### Data provided
§ §
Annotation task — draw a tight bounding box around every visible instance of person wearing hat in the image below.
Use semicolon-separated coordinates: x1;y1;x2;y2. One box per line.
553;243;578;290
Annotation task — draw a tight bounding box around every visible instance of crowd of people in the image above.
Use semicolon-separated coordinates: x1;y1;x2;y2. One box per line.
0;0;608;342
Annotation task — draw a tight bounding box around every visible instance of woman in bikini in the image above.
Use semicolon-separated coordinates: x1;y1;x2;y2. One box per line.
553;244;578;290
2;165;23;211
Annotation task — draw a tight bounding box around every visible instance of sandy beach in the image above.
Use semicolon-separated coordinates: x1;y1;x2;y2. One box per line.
§ §
### Exercise task
Transcribe the entries word for word, starting at their first line and ending at the line that contains "0;0;608;342", with both of those lines included.

### Output of the exercise
Annotation task — draw a tight bounding box around every visible instance of person wearing hat in the image below.
Use semicolon-separated coordinates: x1;y1;x2;y2. One box per line.
553;243;578;290
Annotation task — draw a tight bounding box around every visible instance of crowd of people in the image above.
Use semicolon-separated coordinates: x1;y1;x2;y2. One box per line.
0;0;608;342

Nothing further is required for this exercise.